• _Apply what you read_:
1. Translate this sentence from the passage on general practice models into Spanish: "However they warned that ‘unintended consequences may arise, such as perceptions of disenfranchisement among staff and reductions in continuity of care’."
2. Carry on the passage on general practice models, picking up after its final sentence.

Researchers have called for more evidence to be gathered about the clinical and financial impacts of new large-scale general practice models being pursued by NHS England.

A systematic review of data, published in the BJGP, concluded that ‘good-quality evidence of the impacts of scaling up general practice provider organisations in England is scarce’, with concerns raised about the future of care continuity.

The paper, authored by primary care researchers at the London School of Hygiene and Tropical Medicine, argued that ‘as more general practice collaborations emerge, evaluation of their impacts will be important to understand which work, in which settings, how, and why’.

The researchers found that ‘quality improvements were achieved through standardised processes, incentives at network level, information technology-enabled performance dashboards, and local network management’.

However they warned that ‘unintended consequences may arise, such as perceptions of disenfranchisement among staff and reductions in continuity of care’.

The Nuffield Trust also voiced concern about the potential loss of care continuity stemming from an ongoing ‘segmentation’ of general practice, including the move to larger practices and extended-access hubs.

(Saved entries)
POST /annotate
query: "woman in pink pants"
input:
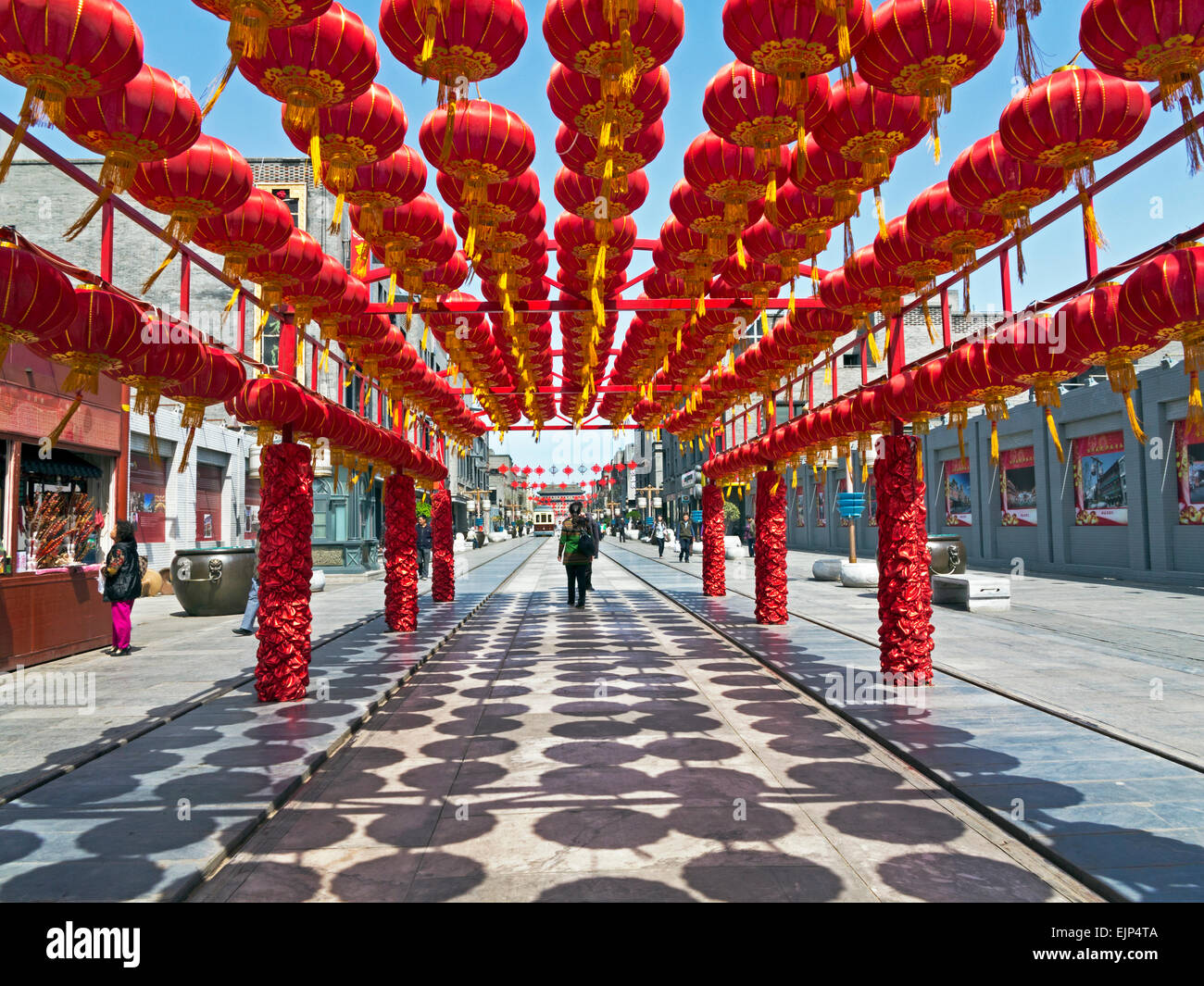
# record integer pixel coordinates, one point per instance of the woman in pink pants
(123, 583)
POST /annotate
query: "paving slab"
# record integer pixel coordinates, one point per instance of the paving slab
(1019, 764)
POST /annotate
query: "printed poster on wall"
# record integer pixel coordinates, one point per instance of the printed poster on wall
(1018, 488)
(1099, 485)
(1191, 473)
(959, 505)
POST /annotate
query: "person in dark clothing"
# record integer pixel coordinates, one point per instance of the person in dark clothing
(123, 583)
(422, 541)
(578, 565)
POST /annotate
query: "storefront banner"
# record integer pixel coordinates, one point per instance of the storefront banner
(1190, 447)
(959, 501)
(1099, 484)
(1018, 488)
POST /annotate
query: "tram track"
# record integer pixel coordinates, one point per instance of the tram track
(985, 812)
(155, 722)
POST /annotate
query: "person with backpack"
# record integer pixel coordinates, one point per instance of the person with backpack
(123, 584)
(577, 552)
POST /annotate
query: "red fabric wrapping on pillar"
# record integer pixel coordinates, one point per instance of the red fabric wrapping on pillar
(444, 574)
(904, 590)
(285, 566)
(400, 554)
(771, 548)
(714, 571)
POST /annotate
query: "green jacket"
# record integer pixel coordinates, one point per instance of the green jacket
(570, 536)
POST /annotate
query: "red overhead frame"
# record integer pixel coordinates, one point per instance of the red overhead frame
(897, 360)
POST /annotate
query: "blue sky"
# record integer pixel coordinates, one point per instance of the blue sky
(1142, 211)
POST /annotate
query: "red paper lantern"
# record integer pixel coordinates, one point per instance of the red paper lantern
(796, 39)
(481, 144)
(1166, 295)
(1070, 120)
(926, 47)
(749, 108)
(314, 64)
(206, 181)
(986, 179)
(937, 220)
(259, 225)
(1159, 43)
(470, 41)
(287, 268)
(270, 405)
(350, 135)
(149, 119)
(56, 51)
(734, 175)
(36, 299)
(1097, 336)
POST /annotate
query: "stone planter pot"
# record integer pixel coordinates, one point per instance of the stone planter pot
(213, 581)
(947, 555)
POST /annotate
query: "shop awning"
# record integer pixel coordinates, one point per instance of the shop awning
(61, 464)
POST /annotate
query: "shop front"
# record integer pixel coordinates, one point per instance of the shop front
(56, 511)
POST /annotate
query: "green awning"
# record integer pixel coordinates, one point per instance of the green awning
(61, 464)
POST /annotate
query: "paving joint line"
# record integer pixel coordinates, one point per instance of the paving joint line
(1112, 732)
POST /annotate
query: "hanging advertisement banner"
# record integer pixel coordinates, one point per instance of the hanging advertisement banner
(1018, 488)
(959, 502)
(1190, 468)
(1099, 484)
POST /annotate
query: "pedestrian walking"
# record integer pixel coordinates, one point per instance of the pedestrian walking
(577, 553)
(248, 616)
(685, 538)
(123, 584)
(422, 541)
(658, 535)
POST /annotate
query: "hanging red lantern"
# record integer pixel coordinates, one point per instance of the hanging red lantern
(350, 135)
(937, 220)
(58, 51)
(747, 108)
(872, 127)
(206, 181)
(1030, 351)
(986, 179)
(1151, 43)
(1166, 295)
(218, 381)
(285, 268)
(733, 173)
(613, 43)
(578, 101)
(249, 23)
(796, 39)
(926, 47)
(149, 119)
(36, 300)
(388, 183)
(458, 46)
(1070, 120)
(1097, 336)
(581, 153)
(259, 225)
(270, 405)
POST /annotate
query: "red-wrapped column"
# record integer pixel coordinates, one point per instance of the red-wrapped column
(714, 568)
(400, 554)
(771, 548)
(444, 573)
(285, 565)
(904, 592)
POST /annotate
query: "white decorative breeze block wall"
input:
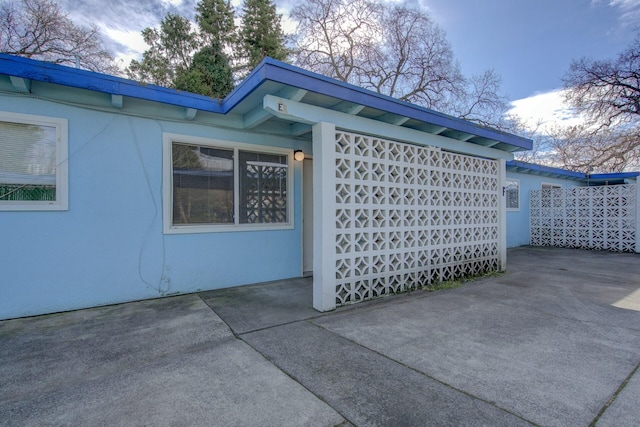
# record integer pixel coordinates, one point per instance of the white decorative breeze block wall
(408, 216)
(601, 218)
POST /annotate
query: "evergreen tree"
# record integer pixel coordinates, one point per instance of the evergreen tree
(209, 74)
(169, 54)
(216, 21)
(261, 33)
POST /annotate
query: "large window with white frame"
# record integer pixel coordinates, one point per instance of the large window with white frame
(512, 194)
(33, 162)
(212, 185)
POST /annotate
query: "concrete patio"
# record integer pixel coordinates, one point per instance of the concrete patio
(554, 341)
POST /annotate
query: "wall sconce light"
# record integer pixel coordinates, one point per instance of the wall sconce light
(298, 155)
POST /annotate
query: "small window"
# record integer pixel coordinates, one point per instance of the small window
(220, 186)
(33, 162)
(512, 194)
(548, 186)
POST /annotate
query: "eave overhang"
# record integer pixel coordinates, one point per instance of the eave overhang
(246, 102)
(551, 172)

• _Responses by item number_:
1. Sin embargo, advirtieron que «pueden surgir consecuencias no deseadas, como la percepción de marginación entre el personal y la reducción de la continuidad de la atención».

2.
In a report published earlier this month, the health think-tank said that the ‘rapid growth’ of policies favouring quick, transactional, ‘see and treat’ GP encounters ‘is pulling GPs away from the expert “medical generalist” role of general practice that is a defining characteristic of list-based primary care’.

The Nuffield Trust suggested that individual GP practices should ‘develop systems to spot complex patients for whom continuity of care may improve outcomes and encourage them to stick with a single doctor or clinical team’.

Meanwhile, large-scale practices should ‘monitor patterns of use of extended-access services to identify patients who could benefit from continuity and steer them towards their usual GP or GP practice’.

It suggested CCGs should ‘commission access hubs that are fully integrated with patients’ usual GP clinics’ as ‘most are currently linked through shared access to medical records and few deliver extended access that can offer continuity with a patient’s usual clinician’.

It added that NHS England should ‘invest in a research programme to identify which patient groups and clinical conditions can effectively be treated in transactional, rapid access services and which achieve better outcomes with greater continuity’, whilst also looking at the costs associated with the new care models.

The report said: ‘At a time when staff and money are in short supply, it is essential to clarify what we want from general practice and the role we want it to play in the wider NHS.

‘There are opportunity costs associated with the current emphasis on timely and convenient access because fewer resources are left to deliver medical generalist and multi-disciplinary care.’

It comes as a recent study also questioned policies, having found that patients who are less satisfied with their GP opening hours are no more likely to attend A&E departments.